** Opening Data provided block **

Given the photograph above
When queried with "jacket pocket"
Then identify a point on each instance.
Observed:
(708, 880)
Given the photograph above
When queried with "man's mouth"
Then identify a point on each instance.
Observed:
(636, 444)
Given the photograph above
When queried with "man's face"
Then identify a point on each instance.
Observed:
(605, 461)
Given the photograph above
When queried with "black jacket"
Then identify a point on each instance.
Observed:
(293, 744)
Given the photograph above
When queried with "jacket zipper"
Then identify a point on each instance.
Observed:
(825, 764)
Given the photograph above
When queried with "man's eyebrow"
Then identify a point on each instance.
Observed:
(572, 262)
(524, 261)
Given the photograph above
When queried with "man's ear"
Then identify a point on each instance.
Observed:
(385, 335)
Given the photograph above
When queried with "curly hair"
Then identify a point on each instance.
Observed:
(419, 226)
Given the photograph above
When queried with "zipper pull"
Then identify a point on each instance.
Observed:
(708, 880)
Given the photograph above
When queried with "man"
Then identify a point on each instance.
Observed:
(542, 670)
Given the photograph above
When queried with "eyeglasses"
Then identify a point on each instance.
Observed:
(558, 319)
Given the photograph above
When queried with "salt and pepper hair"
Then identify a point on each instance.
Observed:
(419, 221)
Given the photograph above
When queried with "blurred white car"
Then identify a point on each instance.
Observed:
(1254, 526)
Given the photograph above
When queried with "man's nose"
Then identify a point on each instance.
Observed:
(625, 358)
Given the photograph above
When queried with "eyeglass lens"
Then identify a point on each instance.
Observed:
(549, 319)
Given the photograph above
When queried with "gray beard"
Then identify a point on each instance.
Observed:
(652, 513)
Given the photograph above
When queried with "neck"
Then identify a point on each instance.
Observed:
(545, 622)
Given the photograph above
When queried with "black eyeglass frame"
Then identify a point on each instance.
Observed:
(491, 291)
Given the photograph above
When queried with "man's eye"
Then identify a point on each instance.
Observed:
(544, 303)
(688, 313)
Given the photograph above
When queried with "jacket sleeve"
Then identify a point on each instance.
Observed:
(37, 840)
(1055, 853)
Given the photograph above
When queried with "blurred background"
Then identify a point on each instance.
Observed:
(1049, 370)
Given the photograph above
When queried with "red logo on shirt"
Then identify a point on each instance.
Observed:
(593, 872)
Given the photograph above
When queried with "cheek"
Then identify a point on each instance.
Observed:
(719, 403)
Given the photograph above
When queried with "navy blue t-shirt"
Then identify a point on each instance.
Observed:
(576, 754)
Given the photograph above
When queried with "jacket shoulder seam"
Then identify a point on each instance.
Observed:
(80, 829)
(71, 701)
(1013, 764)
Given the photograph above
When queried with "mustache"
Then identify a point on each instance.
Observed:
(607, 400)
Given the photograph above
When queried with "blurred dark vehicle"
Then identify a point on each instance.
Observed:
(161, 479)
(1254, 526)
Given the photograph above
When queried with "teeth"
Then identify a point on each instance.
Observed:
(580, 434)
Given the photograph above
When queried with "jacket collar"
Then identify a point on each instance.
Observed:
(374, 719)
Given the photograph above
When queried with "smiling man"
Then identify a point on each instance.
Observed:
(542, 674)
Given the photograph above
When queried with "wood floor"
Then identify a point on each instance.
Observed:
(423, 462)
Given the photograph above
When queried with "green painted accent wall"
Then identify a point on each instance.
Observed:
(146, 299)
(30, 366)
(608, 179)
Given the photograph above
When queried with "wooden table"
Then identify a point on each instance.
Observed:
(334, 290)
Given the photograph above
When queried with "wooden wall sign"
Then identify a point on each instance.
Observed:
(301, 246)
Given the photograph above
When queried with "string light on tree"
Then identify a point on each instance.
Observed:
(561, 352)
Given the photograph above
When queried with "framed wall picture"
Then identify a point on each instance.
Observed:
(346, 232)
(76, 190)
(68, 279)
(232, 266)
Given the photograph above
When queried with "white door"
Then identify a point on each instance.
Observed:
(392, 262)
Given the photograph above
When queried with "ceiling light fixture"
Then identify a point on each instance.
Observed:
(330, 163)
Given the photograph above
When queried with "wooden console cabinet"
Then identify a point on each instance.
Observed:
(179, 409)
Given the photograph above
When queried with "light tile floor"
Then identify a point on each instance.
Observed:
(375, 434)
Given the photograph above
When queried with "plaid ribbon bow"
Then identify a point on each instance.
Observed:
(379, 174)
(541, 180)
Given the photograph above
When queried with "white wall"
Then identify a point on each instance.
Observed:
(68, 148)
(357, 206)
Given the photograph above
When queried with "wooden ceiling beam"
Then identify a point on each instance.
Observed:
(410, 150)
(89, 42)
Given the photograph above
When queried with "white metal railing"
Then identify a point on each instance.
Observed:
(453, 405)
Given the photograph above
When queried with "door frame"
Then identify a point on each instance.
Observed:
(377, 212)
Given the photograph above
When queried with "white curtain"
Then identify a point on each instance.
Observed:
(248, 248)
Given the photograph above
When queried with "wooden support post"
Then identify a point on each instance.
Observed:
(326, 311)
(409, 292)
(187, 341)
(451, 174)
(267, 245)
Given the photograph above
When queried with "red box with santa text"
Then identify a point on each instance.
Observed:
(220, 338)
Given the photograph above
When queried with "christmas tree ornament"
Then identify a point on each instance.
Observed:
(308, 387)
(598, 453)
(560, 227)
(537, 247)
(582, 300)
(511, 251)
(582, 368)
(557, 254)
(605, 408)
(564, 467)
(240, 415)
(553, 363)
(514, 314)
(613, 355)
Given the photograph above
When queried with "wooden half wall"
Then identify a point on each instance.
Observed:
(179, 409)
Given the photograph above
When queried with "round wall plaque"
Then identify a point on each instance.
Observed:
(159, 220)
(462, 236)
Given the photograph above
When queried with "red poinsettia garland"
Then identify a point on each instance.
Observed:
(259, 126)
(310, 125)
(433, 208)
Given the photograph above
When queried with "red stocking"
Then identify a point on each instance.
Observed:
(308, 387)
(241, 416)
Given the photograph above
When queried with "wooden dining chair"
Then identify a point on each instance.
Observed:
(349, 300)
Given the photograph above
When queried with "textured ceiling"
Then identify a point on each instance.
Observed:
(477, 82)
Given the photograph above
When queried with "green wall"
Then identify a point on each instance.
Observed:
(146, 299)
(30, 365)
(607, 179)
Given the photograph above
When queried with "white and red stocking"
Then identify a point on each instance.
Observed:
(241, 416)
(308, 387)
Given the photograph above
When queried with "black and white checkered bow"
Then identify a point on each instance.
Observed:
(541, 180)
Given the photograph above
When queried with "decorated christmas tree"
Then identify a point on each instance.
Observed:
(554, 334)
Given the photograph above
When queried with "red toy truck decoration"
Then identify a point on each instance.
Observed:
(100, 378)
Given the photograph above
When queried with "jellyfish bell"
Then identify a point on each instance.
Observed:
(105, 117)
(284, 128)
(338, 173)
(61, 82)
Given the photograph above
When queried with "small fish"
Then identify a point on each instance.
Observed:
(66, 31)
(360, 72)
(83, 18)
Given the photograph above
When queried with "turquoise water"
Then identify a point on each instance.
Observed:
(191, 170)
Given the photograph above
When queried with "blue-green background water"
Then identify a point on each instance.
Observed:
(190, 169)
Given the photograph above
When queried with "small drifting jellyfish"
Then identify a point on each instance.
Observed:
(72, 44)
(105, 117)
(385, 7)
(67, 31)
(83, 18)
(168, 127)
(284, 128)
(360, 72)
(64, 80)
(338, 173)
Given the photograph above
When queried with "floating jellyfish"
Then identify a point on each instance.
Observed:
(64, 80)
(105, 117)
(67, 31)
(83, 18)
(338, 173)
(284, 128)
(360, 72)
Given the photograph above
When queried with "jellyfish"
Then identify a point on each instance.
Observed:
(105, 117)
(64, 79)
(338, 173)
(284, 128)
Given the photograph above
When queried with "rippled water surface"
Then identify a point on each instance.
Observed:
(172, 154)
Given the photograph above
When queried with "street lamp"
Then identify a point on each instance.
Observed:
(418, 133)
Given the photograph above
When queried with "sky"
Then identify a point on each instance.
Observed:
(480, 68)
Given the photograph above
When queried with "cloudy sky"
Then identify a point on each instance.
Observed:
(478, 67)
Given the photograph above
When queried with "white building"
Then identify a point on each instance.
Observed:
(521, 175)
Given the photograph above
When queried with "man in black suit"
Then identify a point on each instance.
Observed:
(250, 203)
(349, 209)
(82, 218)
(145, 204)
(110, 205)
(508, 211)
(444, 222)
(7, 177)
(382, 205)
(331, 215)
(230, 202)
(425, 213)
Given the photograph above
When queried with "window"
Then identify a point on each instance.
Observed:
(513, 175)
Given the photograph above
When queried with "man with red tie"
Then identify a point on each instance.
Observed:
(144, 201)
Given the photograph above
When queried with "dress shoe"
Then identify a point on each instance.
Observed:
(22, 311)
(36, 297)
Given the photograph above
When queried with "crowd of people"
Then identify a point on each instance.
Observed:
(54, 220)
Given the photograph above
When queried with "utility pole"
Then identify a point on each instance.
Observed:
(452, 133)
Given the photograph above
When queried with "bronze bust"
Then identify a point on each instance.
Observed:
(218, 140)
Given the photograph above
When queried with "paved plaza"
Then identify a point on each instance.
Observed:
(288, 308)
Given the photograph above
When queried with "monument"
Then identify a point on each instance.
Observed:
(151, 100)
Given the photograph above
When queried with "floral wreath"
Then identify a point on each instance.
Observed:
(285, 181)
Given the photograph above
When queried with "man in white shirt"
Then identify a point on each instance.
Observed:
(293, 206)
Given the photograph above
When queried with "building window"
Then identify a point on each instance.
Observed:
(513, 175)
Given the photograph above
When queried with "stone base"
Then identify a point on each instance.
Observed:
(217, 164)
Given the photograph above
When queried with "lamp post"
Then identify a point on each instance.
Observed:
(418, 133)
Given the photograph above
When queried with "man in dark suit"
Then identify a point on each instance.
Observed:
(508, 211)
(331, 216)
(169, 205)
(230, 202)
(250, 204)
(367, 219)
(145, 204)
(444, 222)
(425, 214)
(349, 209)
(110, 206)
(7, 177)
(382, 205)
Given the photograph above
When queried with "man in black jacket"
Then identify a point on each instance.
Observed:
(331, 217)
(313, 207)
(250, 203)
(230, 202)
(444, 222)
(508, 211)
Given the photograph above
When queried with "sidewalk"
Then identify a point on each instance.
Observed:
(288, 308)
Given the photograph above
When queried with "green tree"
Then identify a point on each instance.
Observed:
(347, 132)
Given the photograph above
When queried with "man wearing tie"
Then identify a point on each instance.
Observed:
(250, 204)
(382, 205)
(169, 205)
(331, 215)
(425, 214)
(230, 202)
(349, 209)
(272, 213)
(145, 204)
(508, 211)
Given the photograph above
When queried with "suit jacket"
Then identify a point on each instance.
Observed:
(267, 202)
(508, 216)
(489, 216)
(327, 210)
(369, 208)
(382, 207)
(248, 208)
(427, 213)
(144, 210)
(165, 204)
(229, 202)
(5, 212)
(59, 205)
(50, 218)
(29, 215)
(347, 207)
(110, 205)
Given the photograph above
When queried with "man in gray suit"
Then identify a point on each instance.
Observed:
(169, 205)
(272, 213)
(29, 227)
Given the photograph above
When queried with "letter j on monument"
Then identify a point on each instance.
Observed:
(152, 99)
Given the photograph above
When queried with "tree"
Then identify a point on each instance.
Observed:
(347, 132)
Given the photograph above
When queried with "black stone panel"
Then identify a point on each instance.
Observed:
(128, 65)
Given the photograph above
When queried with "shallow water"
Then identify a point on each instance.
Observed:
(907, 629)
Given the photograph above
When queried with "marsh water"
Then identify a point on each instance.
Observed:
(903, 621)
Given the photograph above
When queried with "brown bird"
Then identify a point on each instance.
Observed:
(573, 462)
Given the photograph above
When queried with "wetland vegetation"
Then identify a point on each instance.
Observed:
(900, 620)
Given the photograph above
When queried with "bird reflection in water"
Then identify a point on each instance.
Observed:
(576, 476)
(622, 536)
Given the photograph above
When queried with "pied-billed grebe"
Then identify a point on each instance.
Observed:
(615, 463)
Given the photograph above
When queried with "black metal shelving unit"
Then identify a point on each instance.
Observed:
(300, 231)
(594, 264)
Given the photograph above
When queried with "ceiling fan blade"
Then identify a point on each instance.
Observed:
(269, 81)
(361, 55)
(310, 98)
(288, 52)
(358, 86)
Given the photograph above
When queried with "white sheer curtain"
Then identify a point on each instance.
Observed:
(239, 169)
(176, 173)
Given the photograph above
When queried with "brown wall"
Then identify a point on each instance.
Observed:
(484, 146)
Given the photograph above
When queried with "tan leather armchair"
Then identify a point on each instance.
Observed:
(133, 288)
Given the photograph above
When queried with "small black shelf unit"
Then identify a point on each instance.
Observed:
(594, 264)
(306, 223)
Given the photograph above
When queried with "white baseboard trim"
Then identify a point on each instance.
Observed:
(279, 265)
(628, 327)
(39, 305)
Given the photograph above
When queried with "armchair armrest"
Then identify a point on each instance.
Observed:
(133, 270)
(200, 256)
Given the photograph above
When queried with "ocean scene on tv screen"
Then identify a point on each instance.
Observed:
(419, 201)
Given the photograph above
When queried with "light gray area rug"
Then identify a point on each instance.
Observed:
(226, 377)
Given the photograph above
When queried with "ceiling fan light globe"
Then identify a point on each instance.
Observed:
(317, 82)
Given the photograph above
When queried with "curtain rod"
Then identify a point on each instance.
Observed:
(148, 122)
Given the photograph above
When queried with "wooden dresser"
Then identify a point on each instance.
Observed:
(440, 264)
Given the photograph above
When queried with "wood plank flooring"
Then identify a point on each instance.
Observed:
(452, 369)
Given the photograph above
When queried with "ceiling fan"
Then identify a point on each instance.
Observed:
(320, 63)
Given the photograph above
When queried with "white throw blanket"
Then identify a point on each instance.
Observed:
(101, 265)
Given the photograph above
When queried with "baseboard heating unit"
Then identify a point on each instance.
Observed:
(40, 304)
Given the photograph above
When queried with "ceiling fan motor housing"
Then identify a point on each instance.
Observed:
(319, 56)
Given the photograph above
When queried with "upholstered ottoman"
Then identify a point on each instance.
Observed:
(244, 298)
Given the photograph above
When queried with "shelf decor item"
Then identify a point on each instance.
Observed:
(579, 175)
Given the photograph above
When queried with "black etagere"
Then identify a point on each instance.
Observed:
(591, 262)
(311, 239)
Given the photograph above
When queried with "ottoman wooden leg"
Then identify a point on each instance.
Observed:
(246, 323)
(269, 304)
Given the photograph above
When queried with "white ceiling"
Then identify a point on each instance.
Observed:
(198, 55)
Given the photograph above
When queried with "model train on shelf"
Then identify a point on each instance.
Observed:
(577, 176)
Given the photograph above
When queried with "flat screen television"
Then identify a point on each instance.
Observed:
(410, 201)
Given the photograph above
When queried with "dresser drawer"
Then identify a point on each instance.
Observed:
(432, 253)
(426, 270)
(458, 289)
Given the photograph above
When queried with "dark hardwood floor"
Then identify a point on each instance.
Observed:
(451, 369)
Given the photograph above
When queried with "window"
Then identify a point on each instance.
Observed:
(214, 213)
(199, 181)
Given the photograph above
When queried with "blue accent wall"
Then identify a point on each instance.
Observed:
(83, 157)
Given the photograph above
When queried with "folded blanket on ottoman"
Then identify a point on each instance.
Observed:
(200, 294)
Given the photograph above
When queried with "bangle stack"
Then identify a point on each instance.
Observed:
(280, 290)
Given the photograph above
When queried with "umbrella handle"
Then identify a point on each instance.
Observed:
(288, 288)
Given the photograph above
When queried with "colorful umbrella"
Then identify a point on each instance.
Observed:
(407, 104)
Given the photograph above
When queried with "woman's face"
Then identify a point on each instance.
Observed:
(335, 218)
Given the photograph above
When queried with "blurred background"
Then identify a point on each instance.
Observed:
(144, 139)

** Closing Data provided block **

## [Problem to work on]
Copy out every line above where "building" is present.

## [Response to this task]
When queried with "white building"
When queried with "building window"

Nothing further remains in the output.